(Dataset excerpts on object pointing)
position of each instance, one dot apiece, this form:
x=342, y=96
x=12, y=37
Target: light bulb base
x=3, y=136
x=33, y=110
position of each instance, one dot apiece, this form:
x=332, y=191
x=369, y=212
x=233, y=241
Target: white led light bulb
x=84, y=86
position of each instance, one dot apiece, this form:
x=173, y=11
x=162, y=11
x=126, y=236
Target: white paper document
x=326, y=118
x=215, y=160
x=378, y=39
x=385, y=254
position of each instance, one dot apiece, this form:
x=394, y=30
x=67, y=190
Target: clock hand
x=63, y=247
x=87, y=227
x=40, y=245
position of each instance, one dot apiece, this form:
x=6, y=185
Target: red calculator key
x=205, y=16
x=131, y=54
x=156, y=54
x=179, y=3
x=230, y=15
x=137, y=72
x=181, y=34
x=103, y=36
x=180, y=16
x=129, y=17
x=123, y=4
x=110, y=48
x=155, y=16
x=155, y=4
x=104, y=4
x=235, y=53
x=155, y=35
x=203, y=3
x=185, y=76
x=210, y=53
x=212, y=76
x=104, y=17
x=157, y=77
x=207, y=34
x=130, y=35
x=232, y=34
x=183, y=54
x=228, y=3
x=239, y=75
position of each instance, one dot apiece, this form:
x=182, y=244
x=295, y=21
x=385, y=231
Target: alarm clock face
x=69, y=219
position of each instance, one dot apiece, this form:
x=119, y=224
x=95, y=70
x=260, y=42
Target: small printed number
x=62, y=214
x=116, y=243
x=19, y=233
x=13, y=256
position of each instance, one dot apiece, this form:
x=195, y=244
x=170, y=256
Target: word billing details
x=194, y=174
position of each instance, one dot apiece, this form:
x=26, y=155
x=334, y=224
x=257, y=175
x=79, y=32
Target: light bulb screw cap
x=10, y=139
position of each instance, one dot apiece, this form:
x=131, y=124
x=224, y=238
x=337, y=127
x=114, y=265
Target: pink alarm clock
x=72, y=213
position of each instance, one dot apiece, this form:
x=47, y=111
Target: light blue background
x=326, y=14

(Written request) Write out everything from the start of the rows down to the line "x=40, y=245", changing every "Target" to "Object" and leaving all else as it is.

(Written response)
position of each instance, one dot apiece, this form:
x=342, y=96
x=12, y=37
Object: light bulb base
x=3, y=136
x=33, y=110
position of each instance, one dot apiece, this form:
x=332, y=191
x=369, y=212
x=233, y=241
Object: white led light bulb
x=84, y=86
position of each instance, one dot apiece, this form:
x=173, y=11
x=162, y=11
x=126, y=236
Object: white paper document
x=326, y=118
x=215, y=160
x=378, y=39
x=385, y=254
position of each instance, one dot apiece, this form:
x=394, y=30
x=67, y=190
Object: clock hand
x=63, y=247
x=87, y=227
x=40, y=245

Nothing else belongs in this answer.